(Object pointing dataset rows)
————————

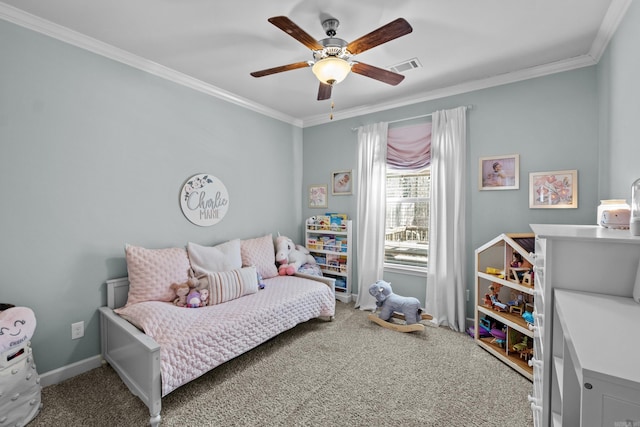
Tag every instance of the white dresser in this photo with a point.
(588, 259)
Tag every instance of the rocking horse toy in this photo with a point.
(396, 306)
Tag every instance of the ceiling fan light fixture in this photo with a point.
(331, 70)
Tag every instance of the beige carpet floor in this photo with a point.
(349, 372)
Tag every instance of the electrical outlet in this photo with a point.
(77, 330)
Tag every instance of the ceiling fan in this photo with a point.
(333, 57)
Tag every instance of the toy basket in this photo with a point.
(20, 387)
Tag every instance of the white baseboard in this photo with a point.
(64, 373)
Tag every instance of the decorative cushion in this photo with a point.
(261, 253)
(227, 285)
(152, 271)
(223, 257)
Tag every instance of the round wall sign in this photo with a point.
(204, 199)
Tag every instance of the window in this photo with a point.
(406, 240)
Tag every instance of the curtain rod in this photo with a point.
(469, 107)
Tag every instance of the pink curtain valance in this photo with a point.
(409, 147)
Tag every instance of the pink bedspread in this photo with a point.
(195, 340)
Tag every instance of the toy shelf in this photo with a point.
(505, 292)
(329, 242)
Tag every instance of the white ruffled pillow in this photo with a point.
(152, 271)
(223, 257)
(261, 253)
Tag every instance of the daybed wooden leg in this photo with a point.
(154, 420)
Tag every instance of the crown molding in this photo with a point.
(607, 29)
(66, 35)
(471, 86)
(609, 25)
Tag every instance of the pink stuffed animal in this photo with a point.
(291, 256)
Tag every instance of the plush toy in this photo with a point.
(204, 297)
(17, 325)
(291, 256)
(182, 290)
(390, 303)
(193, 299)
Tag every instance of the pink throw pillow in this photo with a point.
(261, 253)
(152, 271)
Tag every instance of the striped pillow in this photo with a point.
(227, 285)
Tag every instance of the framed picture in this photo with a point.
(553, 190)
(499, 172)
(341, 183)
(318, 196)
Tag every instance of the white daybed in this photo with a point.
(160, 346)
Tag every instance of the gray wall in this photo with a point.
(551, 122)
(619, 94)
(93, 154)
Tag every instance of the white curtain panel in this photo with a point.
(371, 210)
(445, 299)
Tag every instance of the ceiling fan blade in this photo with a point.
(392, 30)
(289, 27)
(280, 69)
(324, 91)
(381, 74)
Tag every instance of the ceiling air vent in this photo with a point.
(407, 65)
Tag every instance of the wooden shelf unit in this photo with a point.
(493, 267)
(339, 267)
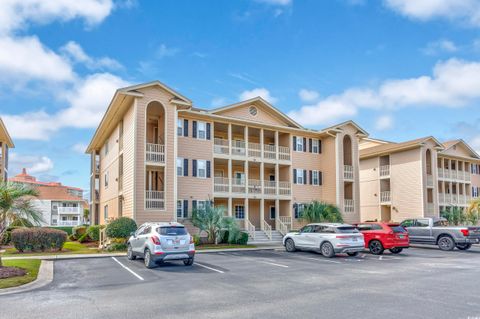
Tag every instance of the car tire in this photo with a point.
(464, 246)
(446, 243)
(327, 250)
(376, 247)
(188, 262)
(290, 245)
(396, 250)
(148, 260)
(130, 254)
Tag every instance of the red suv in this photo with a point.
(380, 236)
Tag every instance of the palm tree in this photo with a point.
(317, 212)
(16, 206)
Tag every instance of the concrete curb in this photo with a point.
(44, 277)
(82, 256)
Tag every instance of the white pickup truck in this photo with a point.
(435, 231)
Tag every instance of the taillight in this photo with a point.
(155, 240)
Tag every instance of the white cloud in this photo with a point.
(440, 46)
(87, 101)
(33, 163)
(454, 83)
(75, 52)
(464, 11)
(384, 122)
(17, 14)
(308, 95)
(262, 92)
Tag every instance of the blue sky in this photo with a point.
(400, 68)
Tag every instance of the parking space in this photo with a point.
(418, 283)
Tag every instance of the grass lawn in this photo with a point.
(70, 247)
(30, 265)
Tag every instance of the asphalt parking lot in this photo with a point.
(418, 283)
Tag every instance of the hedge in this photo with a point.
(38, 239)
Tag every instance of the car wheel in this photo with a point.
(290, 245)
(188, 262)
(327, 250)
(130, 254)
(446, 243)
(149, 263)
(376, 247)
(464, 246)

————————

Change each "Tag every instance" in the data above to "Mark each occurrence" and leave everything else as it is. Don't include the pictures in your answer.

• [Solution to this task]
Mark each occurrence of the white dresser in this photo with a point.
(588, 259)
Mark each occurrence of the rocking horse toy in this photo with a point.
(396, 306)
Mark each occurrence of the ceiling fan light fixture in this photo with a point.
(331, 70)
Mark each occurrence of the beige carpet floor in this photo with a point.
(349, 372)
Mark each occurrence of the electrical outlet in this photo with a point.
(77, 330)
Mark each occurrence of the ceiling fan in this photo with a point.
(333, 57)
Mark each occurrence of the toy basket in this photo with a point.
(20, 387)
Mark each occurrence of the white baseboard in this photo with a point.
(64, 373)
Mark each occurrence of the decorative cushion in this photo with a point.
(261, 253)
(227, 285)
(152, 271)
(223, 257)
Mark each occurrence of the round wall sign in this photo with a point.
(204, 199)
Mark each occurrence of the window in this photo with a point.
(406, 240)
Mark each occurrence of the curtain rod in this photo with a point.
(469, 107)
Mark each occurrence of the pink curtain valance in this photo with a point.
(409, 147)
Mark each occurrence of the pink bedspread in this photo with a point.
(195, 340)
Mark each occurrence of the toy shelf in this photo with a point.
(505, 292)
(329, 242)
Mark each occurrence of the white ruffled pillow in this photo with a point.
(152, 271)
(223, 257)
(261, 253)
Mark each occurrence of the daybed wooden leg in this photo with a point.
(154, 420)
Mark each occurrence of the crown molding in this photo with a point.
(607, 29)
(66, 35)
(471, 86)
(609, 25)
Mark each occurrence of the pink stuffed animal in this photo with a point.
(291, 256)
Mark each occurrence of the plush toy in this photo with a point.
(204, 297)
(17, 325)
(291, 256)
(182, 290)
(390, 303)
(193, 299)
Mark each occurrence of the pink throw pillow in this photo with a point.
(261, 253)
(152, 271)
Mark each occurrence of the striped pillow in this photo with a point.
(227, 285)
Mark each occurrence of the framed picture in this photo with a point.
(553, 190)
(499, 172)
(341, 183)
(318, 196)
Mark each occurrence of the white daybed in this photo with a point.
(160, 346)
Mark each occurrence of the gray wall in this photo with a point.
(551, 122)
(619, 94)
(93, 154)
Mark each occurrence of the white curtain panel in this photo with a point.
(371, 210)
(445, 299)
Mark each occurrence of the ceiling fan blade in this photo with a point.
(392, 30)
(289, 27)
(280, 69)
(324, 91)
(381, 74)
Mark each occurrence of the ceiling air vent in this photo with a point.
(407, 65)
Mark each occurrence of the wooden shelf unit in this photo with a point.
(493, 267)
(339, 267)
Mark each occurrence of the car tire in this photo with a point.
(464, 246)
(446, 243)
(327, 250)
(376, 247)
(188, 262)
(290, 245)
(396, 250)
(148, 260)
(130, 254)
Mark each occurrence of the red suv in this photo with a point.
(380, 236)
Mark each occurrence of the palm tree in this photo with a point.
(317, 212)
(16, 206)
Mark each occurrence of the concrete curb in this photo with a point.
(44, 277)
(82, 256)
Mark each occurrence of the white pickup truck in this photo with a point.
(435, 231)
Mark each occurrence of the taillight in this photo with a point.
(155, 240)
Mark each occurrence of the white cloud in this photo with a point.
(440, 46)
(87, 101)
(33, 163)
(454, 83)
(75, 52)
(464, 11)
(384, 122)
(17, 14)
(308, 95)
(262, 92)
Mark each occurrence of the blue sky in this photo with a point.
(400, 68)
Mark each occurrence of the parking space in this photo with a point.
(418, 283)
Mark each occurrence of the grass lawn in this photo with a point.
(70, 247)
(30, 265)
Mark each occurrence of the asphalt parking lot in this photo with a point.
(418, 283)
Mark each occurrence of the hedge in this photo with a point.
(38, 239)
Mark each occurrence of the car wheel in this photo with a point.
(290, 245)
(188, 262)
(327, 250)
(130, 254)
(446, 243)
(149, 263)
(376, 247)
(464, 246)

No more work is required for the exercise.